WORK TO DO: Write out, unchanged, the lines from the one holding "Please place a point on the owl's facial" to the close of the listing. Both the first and last lines belong in it.

INPUT RECORDS:
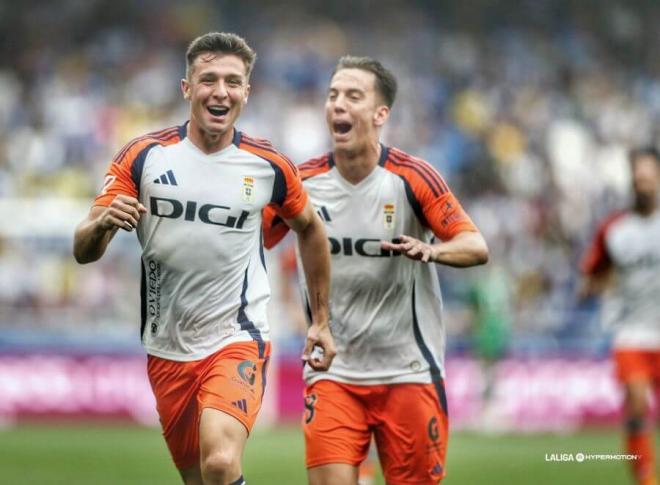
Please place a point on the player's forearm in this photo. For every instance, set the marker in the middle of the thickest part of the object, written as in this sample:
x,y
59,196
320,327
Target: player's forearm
x,y
315,256
91,240
463,250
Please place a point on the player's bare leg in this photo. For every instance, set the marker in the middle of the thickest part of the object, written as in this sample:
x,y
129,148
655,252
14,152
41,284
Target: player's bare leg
x,y
639,433
333,474
192,476
221,442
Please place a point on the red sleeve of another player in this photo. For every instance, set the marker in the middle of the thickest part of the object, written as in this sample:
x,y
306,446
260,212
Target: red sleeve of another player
x,y
118,179
597,259
295,199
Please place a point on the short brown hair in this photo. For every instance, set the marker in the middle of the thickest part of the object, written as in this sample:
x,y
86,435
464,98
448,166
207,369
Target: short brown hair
x,y
386,84
224,42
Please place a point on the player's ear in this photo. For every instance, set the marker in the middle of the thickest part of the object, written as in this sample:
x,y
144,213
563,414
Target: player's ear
x,y
185,89
381,115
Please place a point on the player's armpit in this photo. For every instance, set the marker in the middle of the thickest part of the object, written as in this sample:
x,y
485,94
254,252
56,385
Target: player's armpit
x,y
274,228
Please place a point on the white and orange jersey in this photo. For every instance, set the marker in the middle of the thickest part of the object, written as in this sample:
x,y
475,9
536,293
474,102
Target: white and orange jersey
x,y
204,282
385,308
627,243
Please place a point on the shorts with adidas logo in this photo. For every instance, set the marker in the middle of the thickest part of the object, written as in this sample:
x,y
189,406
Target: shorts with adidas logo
x,y
231,380
408,421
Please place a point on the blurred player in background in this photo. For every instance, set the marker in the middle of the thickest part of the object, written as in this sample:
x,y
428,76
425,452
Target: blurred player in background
x,y
195,195
625,253
382,209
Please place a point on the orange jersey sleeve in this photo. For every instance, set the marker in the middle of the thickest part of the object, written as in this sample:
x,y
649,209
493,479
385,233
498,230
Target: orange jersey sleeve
x,y
125,170
597,259
434,204
273,226
289,197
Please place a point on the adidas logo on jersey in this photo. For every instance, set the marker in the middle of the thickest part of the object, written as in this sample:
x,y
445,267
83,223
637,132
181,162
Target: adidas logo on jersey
x,y
240,404
323,213
166,179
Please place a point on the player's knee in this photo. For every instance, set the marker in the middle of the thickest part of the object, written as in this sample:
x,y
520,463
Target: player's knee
x,y
221,463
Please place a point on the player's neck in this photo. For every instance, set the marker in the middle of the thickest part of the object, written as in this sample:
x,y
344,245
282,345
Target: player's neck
x,y
355,166
207,142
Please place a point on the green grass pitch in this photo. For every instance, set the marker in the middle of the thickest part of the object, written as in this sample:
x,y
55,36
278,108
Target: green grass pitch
x,y
102,454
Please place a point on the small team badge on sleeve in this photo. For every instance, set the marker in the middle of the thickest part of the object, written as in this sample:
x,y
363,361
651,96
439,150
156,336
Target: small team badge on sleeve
x,y
388,213
247,192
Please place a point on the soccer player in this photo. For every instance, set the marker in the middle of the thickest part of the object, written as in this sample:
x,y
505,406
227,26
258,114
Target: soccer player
x,y
387,215
625,256
194,194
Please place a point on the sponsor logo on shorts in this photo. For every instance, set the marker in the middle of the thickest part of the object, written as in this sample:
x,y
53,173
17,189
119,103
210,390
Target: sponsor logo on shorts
x,y
248,371
240,404
433,430
310,401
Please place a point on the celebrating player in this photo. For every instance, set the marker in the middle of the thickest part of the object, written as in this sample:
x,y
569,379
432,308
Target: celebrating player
x,y
386,213
626,253
195,195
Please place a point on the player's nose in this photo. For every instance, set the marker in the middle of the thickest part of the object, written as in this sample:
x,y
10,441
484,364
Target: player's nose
x,y
220,89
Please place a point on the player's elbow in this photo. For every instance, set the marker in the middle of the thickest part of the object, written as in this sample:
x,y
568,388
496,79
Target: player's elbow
x,y
82,252
482,255
479,251
83,257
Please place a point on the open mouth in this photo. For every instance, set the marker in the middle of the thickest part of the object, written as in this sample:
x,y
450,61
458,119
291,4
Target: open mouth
x,y
341,127
218,110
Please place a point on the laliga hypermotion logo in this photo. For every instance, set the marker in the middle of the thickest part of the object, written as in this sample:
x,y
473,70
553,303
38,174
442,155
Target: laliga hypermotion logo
x,y
388,216
247,370
247,192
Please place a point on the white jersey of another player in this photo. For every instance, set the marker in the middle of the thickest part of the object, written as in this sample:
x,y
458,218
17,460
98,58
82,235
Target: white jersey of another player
x,y
204,282
386,309
628,243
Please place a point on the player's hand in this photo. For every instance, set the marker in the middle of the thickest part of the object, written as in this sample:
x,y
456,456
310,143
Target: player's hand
x,y
411,248
124,212
319,347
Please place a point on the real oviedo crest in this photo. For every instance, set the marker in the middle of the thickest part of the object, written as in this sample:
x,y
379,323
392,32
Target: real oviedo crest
x,y
247,192
388,216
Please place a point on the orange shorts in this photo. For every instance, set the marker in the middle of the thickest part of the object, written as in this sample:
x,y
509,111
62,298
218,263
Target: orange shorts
x,y
408,422
636,364
232,380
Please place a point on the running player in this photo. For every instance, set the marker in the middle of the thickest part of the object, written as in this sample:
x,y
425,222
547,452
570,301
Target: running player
x,y
625,253
195,195
387,214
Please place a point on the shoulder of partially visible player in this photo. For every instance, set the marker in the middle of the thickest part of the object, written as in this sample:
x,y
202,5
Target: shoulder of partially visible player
x,y
264,149
140,145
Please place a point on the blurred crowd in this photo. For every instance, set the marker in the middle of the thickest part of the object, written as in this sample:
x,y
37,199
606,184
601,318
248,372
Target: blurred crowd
x,y
527,109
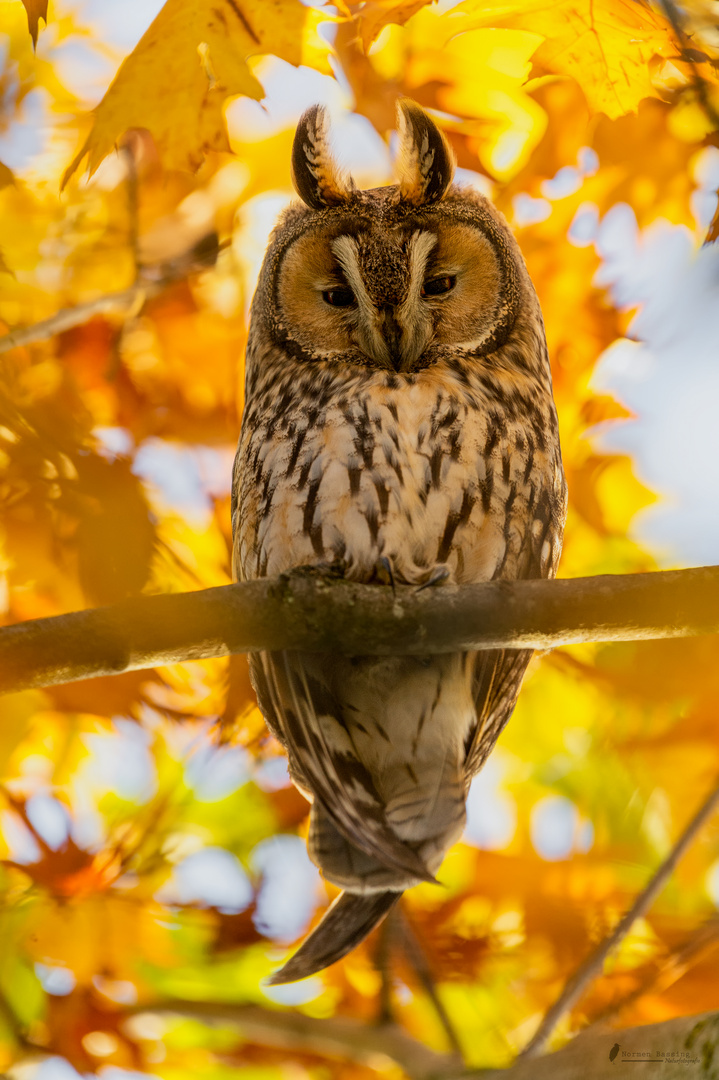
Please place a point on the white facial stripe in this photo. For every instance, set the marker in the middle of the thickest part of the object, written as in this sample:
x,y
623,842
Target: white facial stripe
x,y
346,250
420,245
411,314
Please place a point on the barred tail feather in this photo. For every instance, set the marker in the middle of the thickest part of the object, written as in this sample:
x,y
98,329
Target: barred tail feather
x,y
346,923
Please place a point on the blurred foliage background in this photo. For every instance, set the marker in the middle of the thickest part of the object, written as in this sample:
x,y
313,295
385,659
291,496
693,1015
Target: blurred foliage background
x,y
151,847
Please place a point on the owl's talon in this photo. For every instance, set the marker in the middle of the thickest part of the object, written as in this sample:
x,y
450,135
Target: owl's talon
x,y
437,577
384,571
335,569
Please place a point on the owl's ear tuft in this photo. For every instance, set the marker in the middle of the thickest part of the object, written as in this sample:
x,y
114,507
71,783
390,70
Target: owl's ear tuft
x,y
426,162
315,175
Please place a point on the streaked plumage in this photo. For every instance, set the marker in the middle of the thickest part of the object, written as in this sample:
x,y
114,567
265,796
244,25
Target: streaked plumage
x,y
398,423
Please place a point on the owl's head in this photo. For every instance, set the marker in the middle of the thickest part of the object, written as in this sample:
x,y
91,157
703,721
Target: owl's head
x,y
391,278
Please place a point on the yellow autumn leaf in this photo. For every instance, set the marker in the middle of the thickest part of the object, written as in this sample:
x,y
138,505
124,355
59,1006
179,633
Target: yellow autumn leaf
x,y
191,59
377,14
606,45
36,10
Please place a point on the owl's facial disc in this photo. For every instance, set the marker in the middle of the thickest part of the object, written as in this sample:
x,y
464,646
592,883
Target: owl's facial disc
x,y
389,296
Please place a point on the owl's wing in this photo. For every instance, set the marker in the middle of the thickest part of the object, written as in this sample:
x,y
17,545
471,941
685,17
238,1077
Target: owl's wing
x,y
346,923
303,714
497,679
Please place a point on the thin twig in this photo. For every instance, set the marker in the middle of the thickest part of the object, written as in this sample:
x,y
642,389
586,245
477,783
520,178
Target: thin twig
x,y
704,941
133,206
415,954
382,955
67,318
594,963
684,44
325,615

ANSWER TO THIS PROBLEM:
Please place a point on the owl's facial disc in this photo. For every instance, set the marker in the middle of the thickest part of the object, written as in this sample:
x,y
464,646
592,883
Target: owl's facial disc
x,y
389,296
Please place a point on the owl's wing in this photo. For every instance, set the marker in the middle of the thickest part of the object, written as in this sample:
x,y
17,545
471,941
685,17
238,1077
Target: owl's wing
x,y
346,923
303,714
497,679
Please place a point on the thin twig in this photo. For every instance, set the marker in the middle of the thickest part of the object, written as in this sample:
x,y
642,389
586,245
477,783
520,178
Target: thin twig
x,y
704,941
133,206
415,954
382,955
67,318
594,963
684,44
325,615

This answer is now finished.